Ziel der Aufgabe: Gib bitte aus dem Artikel über die Namenssuche der Band den Abschnitt wortgetreu aus, beginnend bei „Wir brauchten aber“ und endend bei „das jedenfalls reichen.“.

Artikel:
Wir brauchten aber dringend einen Namen. Richard Boon schlug uns daraufhin Stiff Kittens vor, was uns anfänglich gut gefiel, weil es ein brauchbarer Punk-Name war. Aber wir waren uns unsicher, wie lange so ein Name gut klingen würde. Außerdem, wenn ich ehrlich bin, trug auch der Umstand, dass er von außen kam, dazu bei, dass wir uns letztendlich dagegen entschieden. Der Name, den wir uns selbst ausdachten und mit dem wir alle einverstanden waren, lautete schließlich Warsaw. Wir fanden nämlich, dass unsere Musik eine kühle, strenge Atmosphäre ausstrahlte – und die Stadt Warschau, auf Englich Warsaw, schien uns ein kühler, strenger Ort zu sein. Natürlich war noch nie jemand von uns je dort gewesen. Und so wurde Warsaw der Name, der nicht mehr sein sollte als ein Platzhalter. Fürs Erste musste das jedenfalls reichen.

Erfasste Angaben:
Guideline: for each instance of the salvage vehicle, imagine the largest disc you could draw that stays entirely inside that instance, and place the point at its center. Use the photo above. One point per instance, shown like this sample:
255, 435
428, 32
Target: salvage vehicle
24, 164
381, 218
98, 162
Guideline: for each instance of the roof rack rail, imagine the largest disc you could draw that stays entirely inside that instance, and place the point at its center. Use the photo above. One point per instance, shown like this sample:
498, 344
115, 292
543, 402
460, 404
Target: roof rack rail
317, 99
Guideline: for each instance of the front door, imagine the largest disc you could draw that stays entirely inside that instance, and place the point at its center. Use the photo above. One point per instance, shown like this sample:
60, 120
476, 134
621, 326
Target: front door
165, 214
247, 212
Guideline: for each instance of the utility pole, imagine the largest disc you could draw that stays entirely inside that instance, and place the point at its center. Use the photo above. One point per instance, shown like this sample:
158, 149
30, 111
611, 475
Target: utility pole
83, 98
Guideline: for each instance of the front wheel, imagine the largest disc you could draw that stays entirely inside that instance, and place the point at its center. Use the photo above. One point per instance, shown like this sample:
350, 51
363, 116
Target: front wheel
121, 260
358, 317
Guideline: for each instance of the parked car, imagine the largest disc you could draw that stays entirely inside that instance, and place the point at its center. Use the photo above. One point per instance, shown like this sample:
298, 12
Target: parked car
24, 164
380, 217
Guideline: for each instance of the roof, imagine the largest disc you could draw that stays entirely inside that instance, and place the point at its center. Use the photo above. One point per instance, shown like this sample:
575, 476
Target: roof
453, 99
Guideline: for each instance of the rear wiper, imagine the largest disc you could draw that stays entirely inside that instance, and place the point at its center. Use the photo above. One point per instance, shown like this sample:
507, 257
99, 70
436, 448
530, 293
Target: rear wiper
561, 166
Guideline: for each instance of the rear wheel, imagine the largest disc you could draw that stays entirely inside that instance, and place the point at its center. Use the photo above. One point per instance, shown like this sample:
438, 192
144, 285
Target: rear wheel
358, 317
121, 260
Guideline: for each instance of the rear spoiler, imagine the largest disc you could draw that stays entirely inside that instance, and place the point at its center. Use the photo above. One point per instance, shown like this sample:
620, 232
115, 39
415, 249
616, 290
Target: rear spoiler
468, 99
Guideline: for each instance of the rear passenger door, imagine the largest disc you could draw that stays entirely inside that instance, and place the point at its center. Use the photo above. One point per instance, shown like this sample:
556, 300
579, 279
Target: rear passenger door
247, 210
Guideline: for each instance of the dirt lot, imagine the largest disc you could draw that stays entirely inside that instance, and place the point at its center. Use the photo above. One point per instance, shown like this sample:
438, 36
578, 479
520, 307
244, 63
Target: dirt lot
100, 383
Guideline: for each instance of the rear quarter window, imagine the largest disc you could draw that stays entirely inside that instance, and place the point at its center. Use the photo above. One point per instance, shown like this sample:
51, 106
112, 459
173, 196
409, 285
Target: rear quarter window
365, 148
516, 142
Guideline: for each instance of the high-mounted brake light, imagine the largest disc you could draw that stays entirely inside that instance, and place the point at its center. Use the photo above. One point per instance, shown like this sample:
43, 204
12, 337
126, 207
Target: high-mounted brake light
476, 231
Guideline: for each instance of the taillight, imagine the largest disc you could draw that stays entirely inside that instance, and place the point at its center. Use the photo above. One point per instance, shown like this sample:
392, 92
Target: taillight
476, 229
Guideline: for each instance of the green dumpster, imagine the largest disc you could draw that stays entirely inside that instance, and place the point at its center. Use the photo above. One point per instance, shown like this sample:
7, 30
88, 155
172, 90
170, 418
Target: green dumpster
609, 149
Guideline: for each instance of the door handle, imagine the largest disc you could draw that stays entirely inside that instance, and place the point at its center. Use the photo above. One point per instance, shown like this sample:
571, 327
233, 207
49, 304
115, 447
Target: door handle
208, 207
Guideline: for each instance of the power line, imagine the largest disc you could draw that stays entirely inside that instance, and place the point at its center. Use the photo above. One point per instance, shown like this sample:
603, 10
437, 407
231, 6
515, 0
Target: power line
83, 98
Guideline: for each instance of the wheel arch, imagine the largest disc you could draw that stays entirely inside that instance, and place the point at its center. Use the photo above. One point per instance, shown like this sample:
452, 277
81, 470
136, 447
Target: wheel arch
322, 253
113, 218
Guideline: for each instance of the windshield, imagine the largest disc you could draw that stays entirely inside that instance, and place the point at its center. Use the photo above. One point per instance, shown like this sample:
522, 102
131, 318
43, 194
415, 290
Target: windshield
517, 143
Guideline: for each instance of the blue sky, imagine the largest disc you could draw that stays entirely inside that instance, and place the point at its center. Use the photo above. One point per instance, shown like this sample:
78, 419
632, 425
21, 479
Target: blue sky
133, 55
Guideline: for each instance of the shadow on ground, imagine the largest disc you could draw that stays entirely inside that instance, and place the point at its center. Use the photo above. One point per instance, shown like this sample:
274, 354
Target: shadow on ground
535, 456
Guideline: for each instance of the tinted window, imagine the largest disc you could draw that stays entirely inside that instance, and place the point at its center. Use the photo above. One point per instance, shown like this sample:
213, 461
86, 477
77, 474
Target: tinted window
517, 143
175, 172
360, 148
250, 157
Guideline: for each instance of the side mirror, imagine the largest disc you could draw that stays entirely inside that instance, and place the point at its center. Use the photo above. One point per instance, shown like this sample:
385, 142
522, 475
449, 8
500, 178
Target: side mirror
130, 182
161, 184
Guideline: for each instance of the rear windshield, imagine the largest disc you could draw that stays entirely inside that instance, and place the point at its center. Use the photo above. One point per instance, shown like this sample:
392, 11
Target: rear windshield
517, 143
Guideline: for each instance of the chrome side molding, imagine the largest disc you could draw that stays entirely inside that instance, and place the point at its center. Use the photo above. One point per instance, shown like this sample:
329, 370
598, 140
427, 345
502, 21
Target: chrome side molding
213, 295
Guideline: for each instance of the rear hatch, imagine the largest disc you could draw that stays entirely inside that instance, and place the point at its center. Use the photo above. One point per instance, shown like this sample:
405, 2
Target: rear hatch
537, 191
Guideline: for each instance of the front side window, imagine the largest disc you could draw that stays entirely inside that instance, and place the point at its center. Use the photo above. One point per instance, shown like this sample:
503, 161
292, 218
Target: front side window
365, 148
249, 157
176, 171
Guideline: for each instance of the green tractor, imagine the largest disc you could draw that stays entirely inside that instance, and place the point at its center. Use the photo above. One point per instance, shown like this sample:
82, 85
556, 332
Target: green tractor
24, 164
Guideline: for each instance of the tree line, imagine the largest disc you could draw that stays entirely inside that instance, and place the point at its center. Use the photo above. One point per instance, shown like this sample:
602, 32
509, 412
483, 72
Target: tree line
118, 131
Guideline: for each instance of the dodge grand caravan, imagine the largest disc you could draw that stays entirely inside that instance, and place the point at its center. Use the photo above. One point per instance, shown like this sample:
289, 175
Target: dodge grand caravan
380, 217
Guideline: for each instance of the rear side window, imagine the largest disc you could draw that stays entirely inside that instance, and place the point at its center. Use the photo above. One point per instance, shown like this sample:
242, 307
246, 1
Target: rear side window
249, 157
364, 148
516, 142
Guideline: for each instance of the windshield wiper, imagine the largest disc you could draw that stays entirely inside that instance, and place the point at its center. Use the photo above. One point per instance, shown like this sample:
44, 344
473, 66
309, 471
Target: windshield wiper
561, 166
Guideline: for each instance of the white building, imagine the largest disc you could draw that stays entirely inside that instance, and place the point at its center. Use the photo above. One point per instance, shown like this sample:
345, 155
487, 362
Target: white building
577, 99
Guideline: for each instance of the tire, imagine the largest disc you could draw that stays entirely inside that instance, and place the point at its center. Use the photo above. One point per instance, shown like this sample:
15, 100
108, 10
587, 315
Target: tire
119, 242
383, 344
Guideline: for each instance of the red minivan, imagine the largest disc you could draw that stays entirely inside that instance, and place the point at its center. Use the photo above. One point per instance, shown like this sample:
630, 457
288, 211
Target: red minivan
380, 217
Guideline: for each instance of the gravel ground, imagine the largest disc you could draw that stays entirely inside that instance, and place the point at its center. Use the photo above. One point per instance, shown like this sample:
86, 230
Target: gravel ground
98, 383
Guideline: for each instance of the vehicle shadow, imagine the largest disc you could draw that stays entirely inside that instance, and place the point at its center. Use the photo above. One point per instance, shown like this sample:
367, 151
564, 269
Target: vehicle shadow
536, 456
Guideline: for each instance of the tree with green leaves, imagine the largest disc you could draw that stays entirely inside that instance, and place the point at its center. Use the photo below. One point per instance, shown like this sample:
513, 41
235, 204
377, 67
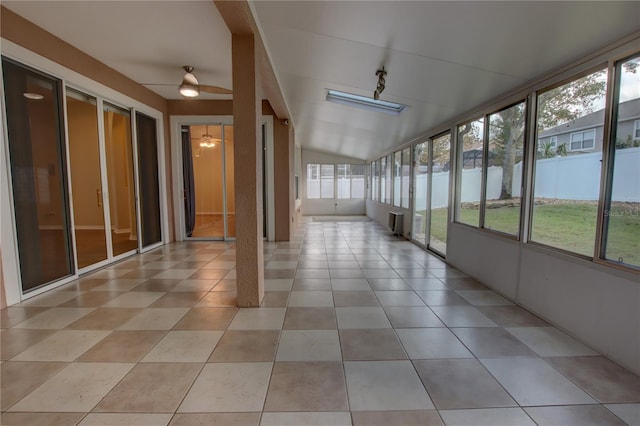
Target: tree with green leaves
554, 107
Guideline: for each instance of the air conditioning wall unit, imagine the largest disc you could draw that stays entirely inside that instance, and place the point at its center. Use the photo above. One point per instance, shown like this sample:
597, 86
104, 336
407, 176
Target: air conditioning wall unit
395, 222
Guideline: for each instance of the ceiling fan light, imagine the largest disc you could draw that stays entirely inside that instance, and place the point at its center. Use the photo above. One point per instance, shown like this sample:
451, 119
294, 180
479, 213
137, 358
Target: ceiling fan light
189, 90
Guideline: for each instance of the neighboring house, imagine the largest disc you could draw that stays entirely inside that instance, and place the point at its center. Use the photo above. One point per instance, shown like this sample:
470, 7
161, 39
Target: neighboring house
585, 134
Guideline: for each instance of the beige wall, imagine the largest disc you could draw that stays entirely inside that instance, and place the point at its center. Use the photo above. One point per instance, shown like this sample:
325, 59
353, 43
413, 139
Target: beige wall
28, 35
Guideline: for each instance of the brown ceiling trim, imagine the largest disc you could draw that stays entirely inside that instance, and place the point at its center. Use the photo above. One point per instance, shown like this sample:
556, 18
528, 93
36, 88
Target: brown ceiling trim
239, 19
17, 29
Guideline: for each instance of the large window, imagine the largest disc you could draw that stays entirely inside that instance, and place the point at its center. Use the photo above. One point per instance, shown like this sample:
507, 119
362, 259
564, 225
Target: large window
420, 172
385, 180
439, 192
406, 175
375, 180
344, 181
503, 173
326, 180
351, 181
567, 180
582, 141
397, 177
622, 210
347, 183
358, 180
313, 181
471, 153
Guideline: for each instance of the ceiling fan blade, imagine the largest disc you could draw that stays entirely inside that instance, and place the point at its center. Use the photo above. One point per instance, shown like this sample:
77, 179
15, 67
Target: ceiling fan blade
214, 89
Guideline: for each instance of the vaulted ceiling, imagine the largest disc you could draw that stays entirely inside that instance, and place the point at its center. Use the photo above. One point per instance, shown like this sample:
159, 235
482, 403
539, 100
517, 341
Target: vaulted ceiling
443, 57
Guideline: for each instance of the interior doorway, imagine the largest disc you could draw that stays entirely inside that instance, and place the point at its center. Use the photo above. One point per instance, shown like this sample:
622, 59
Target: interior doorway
208, 181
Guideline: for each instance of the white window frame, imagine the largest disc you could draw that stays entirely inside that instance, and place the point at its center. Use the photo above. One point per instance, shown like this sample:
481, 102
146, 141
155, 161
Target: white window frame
582, 133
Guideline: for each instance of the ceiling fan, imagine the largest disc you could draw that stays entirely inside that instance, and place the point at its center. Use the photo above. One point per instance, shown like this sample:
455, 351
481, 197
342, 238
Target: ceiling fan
190, 87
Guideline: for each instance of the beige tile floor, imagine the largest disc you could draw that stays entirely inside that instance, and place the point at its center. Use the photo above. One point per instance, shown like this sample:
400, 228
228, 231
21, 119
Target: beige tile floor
357, 328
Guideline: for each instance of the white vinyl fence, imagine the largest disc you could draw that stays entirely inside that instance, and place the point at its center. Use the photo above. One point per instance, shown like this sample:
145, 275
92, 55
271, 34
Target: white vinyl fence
574, 177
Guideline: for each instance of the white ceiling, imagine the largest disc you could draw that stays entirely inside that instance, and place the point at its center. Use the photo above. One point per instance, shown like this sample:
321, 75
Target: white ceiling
443, 58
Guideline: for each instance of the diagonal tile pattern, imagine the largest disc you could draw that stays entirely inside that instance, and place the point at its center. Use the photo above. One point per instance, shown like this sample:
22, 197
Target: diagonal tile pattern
356, 328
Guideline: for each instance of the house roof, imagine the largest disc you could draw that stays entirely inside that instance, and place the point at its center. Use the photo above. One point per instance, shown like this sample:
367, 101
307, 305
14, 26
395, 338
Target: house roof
628, 110
443, 58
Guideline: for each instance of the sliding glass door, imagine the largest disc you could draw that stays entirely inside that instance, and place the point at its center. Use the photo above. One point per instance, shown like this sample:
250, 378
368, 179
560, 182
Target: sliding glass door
431, 193
38, 175
120, 181
148, 181
92, 240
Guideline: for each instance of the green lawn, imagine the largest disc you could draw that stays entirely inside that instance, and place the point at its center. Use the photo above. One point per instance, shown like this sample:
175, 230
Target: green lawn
569, 226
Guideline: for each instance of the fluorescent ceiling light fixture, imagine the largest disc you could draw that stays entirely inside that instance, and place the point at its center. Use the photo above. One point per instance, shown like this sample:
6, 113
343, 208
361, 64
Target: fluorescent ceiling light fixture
33, 96
364, 102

Ergebnis der Übung:
Wir brauchten aber dringend einen Namen. Richard Boon schlug uns daraufhin Stiff Kittens vor, was uns anfänglich gut gefiel, weil es ein brauchbarer Punk-Name war. Aber wir waren uns unsicher, wie lange so ein Name gut klingen würde. Außerdem, wenn ich ehrlich bin, trug auch der Umstand, dass er von außen kam, dazu bei, dass wir uns letztendlich dagegen entschieden. Der Name, den wir uns selbst ausdachten und mit dem wir alle einverstanden waren, lautete schließlich Warsaw. Wir fanden nämlich, dass unsere Musik eine kühle, strenge Atmosphäre ausstrahlte – und die Stadt Warschau, auf Englich Warsaw, schien uns ein kühler, strenger Ort zu sein. Natürlich war noch nie jemand von uns je dort gewesen. Und so wurde Warsaw der Name, der nicht mehr sein sollte als ein Platzhalter. Fürs Erste musste das jedenfalls reichen.